Point-per-instance localization data
=-=-=-=-=

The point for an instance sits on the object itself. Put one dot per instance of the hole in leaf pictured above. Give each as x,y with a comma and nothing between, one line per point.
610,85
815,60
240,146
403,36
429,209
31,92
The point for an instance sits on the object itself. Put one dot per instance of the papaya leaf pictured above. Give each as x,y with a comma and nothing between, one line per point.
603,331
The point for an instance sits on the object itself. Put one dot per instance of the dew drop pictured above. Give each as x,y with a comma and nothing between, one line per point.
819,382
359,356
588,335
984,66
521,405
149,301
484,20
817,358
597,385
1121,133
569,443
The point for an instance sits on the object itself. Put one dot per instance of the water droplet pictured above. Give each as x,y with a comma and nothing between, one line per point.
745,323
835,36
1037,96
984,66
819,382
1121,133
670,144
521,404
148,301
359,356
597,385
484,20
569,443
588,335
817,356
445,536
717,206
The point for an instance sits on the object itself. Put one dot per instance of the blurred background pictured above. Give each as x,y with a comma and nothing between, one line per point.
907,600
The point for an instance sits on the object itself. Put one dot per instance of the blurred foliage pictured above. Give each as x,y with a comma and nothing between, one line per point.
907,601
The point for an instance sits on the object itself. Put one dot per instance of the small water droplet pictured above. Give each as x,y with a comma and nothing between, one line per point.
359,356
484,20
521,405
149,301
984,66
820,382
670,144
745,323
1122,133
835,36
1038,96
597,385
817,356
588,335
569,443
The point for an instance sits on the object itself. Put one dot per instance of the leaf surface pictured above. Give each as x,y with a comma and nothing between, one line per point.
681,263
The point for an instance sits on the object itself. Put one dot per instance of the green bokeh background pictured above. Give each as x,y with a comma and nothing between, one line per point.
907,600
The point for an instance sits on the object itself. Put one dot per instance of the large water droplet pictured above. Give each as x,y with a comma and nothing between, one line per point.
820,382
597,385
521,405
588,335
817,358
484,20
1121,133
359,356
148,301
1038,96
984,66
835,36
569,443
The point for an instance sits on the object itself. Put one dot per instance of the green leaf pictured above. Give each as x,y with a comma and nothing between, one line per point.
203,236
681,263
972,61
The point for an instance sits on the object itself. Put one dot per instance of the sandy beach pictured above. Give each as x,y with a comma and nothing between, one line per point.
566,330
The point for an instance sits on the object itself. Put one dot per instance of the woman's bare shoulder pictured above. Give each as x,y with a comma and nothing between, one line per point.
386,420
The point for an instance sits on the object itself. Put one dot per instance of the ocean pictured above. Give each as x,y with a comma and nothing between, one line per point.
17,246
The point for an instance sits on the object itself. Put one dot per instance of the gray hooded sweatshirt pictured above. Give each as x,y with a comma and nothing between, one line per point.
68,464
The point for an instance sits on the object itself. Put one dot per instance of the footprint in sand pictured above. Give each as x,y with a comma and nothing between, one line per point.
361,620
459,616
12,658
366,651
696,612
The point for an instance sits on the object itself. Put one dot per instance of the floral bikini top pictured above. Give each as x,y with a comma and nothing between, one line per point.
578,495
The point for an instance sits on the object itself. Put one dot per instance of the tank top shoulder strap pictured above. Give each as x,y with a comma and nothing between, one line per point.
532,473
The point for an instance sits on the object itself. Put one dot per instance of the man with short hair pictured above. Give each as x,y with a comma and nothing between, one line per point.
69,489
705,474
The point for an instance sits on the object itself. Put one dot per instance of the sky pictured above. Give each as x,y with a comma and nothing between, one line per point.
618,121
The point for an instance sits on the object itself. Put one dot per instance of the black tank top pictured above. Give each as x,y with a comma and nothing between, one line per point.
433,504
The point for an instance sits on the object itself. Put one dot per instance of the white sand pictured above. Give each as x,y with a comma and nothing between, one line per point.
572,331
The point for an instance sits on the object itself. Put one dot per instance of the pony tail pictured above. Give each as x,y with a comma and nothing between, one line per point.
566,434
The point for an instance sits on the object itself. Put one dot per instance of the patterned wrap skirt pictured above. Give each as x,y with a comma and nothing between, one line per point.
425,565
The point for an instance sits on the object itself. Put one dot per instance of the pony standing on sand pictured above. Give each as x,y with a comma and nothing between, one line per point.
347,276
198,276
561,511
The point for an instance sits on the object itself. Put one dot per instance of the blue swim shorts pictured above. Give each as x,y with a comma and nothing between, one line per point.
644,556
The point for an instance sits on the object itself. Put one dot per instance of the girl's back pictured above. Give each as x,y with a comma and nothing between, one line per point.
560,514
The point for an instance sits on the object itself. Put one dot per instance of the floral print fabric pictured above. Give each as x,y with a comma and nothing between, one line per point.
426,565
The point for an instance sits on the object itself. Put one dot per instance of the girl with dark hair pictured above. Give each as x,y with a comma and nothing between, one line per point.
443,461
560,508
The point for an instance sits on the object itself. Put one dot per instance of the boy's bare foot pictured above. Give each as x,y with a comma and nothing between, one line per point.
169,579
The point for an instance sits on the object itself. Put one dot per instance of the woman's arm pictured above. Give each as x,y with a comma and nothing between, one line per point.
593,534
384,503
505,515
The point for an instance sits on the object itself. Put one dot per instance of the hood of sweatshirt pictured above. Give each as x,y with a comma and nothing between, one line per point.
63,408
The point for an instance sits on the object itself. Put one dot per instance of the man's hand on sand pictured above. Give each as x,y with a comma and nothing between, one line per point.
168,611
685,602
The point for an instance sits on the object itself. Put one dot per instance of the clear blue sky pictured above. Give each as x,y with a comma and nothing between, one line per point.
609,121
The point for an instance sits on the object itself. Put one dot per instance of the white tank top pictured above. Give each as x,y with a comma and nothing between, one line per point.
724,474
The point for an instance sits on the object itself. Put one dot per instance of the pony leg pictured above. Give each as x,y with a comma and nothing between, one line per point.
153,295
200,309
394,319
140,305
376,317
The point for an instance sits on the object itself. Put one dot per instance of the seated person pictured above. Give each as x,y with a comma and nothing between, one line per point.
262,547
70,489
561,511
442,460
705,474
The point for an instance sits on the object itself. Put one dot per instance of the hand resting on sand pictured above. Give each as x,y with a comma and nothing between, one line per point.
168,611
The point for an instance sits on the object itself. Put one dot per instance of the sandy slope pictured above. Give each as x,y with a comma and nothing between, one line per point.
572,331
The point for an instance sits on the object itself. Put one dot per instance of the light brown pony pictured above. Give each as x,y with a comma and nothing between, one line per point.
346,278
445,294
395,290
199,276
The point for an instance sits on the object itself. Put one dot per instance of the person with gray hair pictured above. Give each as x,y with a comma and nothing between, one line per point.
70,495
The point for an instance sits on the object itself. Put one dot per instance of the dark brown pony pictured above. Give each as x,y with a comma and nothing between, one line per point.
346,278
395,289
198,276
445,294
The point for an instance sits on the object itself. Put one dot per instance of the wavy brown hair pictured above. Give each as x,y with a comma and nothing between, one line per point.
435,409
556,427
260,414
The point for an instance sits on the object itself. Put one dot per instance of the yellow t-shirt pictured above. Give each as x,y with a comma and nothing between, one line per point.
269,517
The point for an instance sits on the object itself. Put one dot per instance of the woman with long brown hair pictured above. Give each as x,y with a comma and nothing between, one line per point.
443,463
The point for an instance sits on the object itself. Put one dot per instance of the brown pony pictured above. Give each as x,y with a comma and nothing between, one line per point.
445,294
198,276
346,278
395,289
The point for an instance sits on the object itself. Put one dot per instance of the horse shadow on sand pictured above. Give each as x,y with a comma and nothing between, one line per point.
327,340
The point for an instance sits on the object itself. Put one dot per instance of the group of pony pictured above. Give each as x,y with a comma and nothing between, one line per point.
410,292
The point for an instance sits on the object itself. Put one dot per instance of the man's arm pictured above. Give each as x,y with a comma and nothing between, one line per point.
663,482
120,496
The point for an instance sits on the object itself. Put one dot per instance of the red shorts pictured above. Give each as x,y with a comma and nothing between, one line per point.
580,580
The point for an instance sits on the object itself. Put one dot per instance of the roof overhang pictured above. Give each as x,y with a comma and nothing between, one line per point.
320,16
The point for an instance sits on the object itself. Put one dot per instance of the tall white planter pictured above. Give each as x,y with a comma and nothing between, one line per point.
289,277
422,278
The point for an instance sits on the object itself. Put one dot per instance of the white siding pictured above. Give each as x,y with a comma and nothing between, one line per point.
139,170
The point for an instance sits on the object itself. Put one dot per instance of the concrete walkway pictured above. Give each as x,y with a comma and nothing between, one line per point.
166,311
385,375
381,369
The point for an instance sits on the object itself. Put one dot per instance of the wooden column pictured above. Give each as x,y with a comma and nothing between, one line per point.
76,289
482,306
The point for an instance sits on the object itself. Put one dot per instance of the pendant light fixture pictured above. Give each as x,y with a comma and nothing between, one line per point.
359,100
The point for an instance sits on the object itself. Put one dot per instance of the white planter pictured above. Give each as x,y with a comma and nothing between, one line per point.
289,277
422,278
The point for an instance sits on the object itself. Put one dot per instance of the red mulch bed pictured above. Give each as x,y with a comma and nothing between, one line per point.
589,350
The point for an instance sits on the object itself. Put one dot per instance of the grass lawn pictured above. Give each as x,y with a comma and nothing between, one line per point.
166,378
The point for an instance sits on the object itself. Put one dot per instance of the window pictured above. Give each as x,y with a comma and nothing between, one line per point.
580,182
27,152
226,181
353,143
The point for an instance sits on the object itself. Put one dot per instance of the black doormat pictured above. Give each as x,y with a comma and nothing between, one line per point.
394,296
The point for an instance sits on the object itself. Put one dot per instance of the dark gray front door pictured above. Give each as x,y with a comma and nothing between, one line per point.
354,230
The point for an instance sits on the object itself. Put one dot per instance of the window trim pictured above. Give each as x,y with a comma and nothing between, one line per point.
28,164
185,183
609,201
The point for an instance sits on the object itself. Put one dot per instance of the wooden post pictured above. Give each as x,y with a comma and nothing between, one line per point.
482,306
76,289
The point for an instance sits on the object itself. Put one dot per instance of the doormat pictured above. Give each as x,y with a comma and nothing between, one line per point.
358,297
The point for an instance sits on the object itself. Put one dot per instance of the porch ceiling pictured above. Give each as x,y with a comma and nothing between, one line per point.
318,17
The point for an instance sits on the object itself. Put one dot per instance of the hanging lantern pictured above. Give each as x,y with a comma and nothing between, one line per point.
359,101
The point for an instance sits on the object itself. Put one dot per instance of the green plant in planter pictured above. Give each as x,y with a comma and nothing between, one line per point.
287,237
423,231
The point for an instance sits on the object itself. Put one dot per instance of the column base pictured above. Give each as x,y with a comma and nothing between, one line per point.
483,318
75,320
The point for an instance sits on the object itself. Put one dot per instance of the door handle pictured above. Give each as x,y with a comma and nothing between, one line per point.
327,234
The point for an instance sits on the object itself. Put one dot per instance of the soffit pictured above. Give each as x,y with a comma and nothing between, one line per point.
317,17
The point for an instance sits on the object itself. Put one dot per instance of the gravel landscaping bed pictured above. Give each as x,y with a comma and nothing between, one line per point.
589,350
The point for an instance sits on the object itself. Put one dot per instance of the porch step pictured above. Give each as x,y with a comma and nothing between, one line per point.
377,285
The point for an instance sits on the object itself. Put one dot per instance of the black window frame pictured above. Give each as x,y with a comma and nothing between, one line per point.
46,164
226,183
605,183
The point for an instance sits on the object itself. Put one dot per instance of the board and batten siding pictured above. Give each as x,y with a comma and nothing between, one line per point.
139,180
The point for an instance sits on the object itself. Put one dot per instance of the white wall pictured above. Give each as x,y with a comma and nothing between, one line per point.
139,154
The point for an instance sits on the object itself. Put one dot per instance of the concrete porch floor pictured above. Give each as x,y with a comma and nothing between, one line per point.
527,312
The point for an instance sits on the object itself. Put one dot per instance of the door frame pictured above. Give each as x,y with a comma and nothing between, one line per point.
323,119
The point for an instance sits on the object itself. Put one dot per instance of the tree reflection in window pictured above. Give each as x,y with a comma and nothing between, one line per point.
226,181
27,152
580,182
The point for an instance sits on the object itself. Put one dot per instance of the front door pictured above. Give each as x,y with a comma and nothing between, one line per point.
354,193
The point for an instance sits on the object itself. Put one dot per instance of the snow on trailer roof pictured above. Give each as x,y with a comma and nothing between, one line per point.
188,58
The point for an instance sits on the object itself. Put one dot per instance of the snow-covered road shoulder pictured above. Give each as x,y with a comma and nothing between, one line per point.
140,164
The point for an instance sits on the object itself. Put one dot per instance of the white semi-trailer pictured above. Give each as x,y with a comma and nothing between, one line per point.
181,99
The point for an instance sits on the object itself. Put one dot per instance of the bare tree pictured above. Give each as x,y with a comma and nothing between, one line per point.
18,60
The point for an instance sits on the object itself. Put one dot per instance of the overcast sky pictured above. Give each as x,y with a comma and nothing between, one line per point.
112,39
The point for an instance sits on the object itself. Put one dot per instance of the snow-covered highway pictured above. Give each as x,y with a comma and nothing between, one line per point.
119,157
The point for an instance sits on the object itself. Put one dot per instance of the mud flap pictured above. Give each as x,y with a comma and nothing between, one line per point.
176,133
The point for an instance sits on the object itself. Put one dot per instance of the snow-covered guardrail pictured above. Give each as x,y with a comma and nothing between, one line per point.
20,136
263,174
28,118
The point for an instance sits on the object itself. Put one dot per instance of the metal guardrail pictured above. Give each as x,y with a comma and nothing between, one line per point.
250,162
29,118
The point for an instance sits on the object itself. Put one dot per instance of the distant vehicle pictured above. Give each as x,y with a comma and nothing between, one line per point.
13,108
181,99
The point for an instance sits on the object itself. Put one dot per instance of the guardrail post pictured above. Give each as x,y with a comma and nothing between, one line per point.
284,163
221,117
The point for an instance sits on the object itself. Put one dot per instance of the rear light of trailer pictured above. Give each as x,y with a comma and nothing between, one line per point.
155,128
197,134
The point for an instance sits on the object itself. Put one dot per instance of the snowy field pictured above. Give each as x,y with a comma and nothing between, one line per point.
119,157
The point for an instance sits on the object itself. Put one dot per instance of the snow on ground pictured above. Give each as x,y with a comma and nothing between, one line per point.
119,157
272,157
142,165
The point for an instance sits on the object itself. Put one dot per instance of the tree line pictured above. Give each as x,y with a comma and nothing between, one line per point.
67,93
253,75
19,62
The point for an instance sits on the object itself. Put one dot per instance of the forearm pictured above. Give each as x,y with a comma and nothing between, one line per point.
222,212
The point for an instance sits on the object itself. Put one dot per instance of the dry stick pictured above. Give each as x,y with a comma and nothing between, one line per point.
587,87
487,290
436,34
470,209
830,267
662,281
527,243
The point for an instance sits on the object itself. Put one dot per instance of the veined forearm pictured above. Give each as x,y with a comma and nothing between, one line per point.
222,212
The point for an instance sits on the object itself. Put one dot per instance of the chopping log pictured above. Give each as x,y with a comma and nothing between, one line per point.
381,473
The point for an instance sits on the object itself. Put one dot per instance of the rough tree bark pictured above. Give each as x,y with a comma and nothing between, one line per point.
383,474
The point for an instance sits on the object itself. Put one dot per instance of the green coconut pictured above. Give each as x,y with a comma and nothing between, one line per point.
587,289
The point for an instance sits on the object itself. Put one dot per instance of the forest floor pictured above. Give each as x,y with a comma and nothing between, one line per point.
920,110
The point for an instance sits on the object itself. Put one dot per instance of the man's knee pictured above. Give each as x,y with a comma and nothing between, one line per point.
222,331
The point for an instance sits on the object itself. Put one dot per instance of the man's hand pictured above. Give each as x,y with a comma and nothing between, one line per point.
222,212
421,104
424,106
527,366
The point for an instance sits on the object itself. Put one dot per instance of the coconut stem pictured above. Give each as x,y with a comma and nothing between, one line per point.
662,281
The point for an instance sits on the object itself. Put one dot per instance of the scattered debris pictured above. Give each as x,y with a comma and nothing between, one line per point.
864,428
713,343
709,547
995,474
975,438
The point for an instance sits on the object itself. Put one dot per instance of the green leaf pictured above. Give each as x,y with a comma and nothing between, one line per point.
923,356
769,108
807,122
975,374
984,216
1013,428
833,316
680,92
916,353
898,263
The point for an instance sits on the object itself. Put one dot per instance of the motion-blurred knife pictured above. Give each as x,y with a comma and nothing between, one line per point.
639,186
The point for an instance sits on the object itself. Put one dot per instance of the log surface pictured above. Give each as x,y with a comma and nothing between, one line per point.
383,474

=-=-=-=-=

The problem → Your answer must hold the line containing "the log surface" and all lines after it in the entries above, exactly, and nothing else.

Exercise answer →
The point for an instance sits on the object itself. Put one dot per instance of the log surface pictured above. Give each as x,y with a comma and nothing between, one line per point.
383,474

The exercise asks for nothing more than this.